U.S. v. Michaels

Decision Date06 March 1984
Docket NumberNo. 82-2496,82-2496
Citation726 F.2d 1307
Parties14 Fed. R. Evid. Serv. 1853 UNITED STATES of America, Appellee, v. James Anthony MICHAELS, III, Appellant.
CourtU.S. Court of Appeals — Eighth Circuit

Thomas E. Dittmeier, U.S. Atty., St. Louis, Mo., Frederick R. Buckles, Asst. U.S. Atty., St. Louis, Mo., for appellee.

London, Greenberg & Pleban, Norman S. London, Lawrence J. Fleming, St. Louis, Mo., for appellant.

Before BRIGHT, ARNOLD and FAGG, Circuit Judges.

FAGG, Circuit Judge.

> To be done
1. Can you repeat the part of the Michaels case caption starting with "Thomas E. Dittmeier, U.S." and going on through "FAGG, Circuit Judges.", but replace "Asst." with "Assistant"?
2. What is the decision date given in the Michaels case caption?

> Supplied records
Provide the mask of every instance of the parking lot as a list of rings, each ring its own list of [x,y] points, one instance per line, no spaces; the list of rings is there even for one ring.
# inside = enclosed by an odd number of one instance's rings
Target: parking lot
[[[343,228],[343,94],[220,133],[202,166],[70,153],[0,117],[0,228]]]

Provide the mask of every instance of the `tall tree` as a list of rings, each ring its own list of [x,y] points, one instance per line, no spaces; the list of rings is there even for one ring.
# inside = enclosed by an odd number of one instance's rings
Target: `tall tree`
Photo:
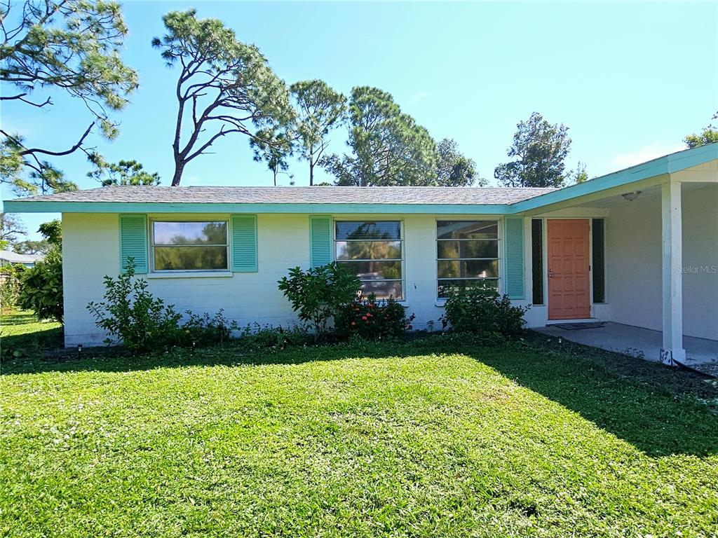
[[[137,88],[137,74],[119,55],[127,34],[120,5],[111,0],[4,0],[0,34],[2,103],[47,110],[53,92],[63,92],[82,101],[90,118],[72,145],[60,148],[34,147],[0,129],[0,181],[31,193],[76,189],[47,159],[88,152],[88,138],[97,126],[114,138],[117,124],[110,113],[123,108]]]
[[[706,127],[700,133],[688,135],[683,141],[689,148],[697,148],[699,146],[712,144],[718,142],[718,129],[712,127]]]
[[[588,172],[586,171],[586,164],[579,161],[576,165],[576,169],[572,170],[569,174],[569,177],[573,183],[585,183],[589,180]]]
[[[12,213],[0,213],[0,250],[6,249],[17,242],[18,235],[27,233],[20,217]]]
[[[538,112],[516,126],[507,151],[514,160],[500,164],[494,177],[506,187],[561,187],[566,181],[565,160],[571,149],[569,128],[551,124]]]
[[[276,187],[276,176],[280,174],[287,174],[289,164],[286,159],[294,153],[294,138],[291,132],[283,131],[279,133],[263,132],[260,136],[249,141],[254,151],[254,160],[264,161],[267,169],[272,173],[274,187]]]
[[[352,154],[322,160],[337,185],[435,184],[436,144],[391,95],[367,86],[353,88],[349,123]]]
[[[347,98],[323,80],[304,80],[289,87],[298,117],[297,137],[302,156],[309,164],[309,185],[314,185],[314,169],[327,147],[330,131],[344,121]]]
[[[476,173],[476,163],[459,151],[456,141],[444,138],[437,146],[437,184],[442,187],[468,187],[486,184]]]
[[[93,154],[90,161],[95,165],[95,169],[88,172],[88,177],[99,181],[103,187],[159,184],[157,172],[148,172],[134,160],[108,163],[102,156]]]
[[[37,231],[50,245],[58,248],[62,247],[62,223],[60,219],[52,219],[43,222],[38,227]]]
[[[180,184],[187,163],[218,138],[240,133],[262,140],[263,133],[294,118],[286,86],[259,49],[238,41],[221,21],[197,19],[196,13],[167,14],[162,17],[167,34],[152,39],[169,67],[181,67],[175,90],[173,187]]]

* * *

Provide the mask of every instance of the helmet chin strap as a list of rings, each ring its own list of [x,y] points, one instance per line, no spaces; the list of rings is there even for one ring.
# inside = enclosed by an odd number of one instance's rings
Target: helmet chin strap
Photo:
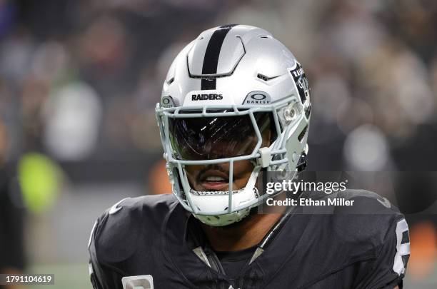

> Written answers
1.
Thomas E. Dittmeier, U.S. Atty., St. Louis, Mo., Frederick R. Buckles, Assistant U.S. Atty., St. Louis, Mo., for appellee.

London, Greenberg & Pleban, Norman S. London, Lawrence J. Fleming, St. Louis, Mo., for appellant.

Before BRIGHT, ARNOLD and FAGG, Circuit Judges.

2. 06 March 1984